▸ **Passage given**:
* BEGIN *
CALLER: Well, you have done so much for the conservative cause in so many ways, and I thank you for continuing to educate us and converting many people. Thank you for all you do. You’re pro-life, you’re pro-marriage, you’re pro-troops especially —
RUSH: Well, I’m pro-marriage as an institution.
CALLER: Yes, that’s what I’m saying. Traditional marriage has to be the standard for society because it’s the healthiest, and that’s what I believe, and I thank you for —


RUSH: Speaking of which, the state of Washington, a legislator out there, I don’t know if he’s gay or not, but he’s being supported by gay groups. He wants to pass either a ballot initiative and have it voted on by the people or a piece of legislation — I’m not sure which — that would require married couples to have children within three years or their marriages would be annulled. He’s doing this or they’re doing this because the pro-marriage institution people are saying that marriage exists primarily as the standard best way to raise children. Of course, the gay marriage people say, ?Well, we can’t do that without other forms of insemination or artificial wombs, adoption, this sort of thing.? So this is a way to highlight how phony, in their minds, the whole conservative support for the institution of marriage is. Have you heard about that? And if not, what do you think of it?
* END *
▸ **Requests**:
[a] Write out the call transcript from "CALLER: Well, you" up to and including "as an institution.", word for word.
[b] Count the lines in the entries that contain the string "each" and give only the number.

▸ **Records shown**:
* BEGIN *
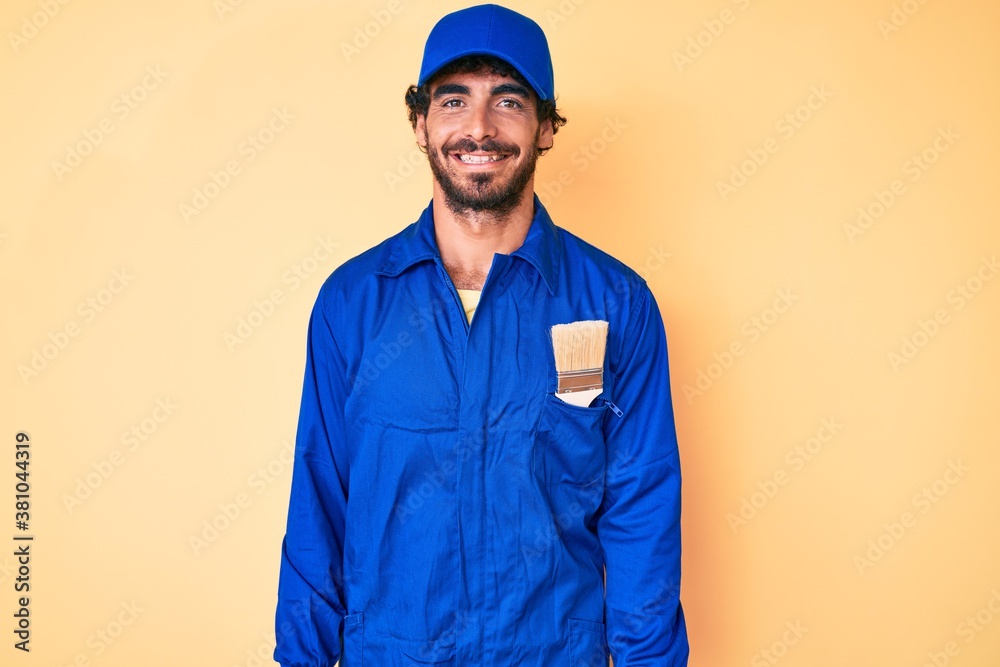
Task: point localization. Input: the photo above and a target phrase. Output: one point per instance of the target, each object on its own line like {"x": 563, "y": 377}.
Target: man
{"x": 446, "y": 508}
* END *
* BEGIN *
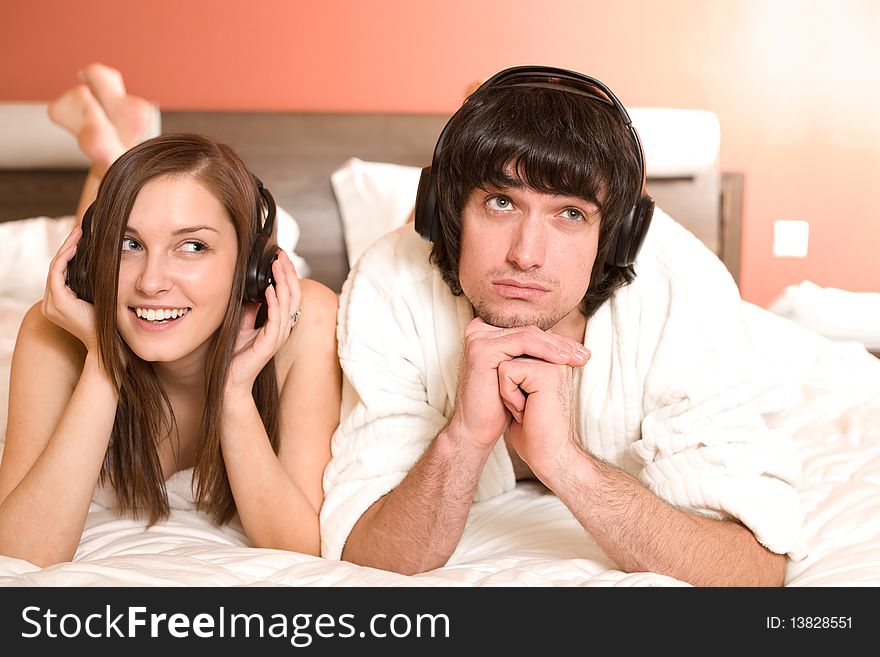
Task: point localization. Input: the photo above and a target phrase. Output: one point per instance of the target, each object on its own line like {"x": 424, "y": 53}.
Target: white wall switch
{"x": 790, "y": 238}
* END *
* BEGIN *
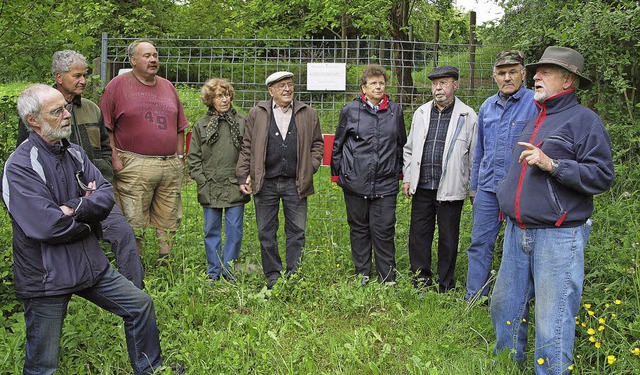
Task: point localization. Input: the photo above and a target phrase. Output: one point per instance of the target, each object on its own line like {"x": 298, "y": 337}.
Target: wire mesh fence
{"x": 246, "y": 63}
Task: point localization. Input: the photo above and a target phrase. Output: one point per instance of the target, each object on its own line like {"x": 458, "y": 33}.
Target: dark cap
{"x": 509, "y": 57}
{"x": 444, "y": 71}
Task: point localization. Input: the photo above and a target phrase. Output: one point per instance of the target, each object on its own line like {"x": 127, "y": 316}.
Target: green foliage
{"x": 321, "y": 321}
* END *
▸ **Replies**:
[a]
CALLER: Well, you have done so much for the conservative cause in so many ways, and I thank you for continuing to educate us and converting many people. Thank you for all you do. You’re pro-life, you’re pro-marriage, you’re pro-troops especially —
RUSH: Well, I’m pro-marriage as an institution.

[b] 5